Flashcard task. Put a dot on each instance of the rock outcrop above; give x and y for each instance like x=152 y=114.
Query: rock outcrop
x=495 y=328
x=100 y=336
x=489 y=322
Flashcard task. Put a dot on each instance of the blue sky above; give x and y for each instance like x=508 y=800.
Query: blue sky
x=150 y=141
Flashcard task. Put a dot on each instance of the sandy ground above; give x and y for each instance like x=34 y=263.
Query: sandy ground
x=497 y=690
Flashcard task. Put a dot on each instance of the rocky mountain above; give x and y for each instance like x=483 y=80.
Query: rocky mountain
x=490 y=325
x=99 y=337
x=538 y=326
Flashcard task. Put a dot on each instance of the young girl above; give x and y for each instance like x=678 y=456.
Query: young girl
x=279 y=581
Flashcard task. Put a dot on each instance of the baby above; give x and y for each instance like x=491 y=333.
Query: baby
::::
Required work =
In the lines above, swap every "sandy ground" for "gravel path" and write all of the lines out again with nothing else changed.

Response =
Flashcard task. Put a dot on each instance of the rock outcrop above; give x and y for each instance like x=152 y=114.
Query: rock outcrop
x=495 y=328
x=100 y=336
x=489 y=322
Flashcard task. Put a dot on each instance of the blue sky above; give x and y for each instance like x=508 y=800.
Query: blue sky
x=150 y=141
Flashcard task. Put a dot on each instance of the gravel path above; give x and y for each instance like x=34 y=263.
Query: gravel path
x=497 y=690
Flashcard task. Put a dot on each instance of the rocky mountain above; give x and y for each instance like x=483 y=80.
Query: rocky mountain
x=490 y=325
x=99 y=337
x=538 y=326
Flashcard task. Put a dot on each instance of the young girl above; give x and y for each instance like x=678 y=456.
Query: young girl
x=279 y=581
Flashcard task. Put a dot on each instance of the baby above; give x and y for each instance like x=491 y=333.
Query: baby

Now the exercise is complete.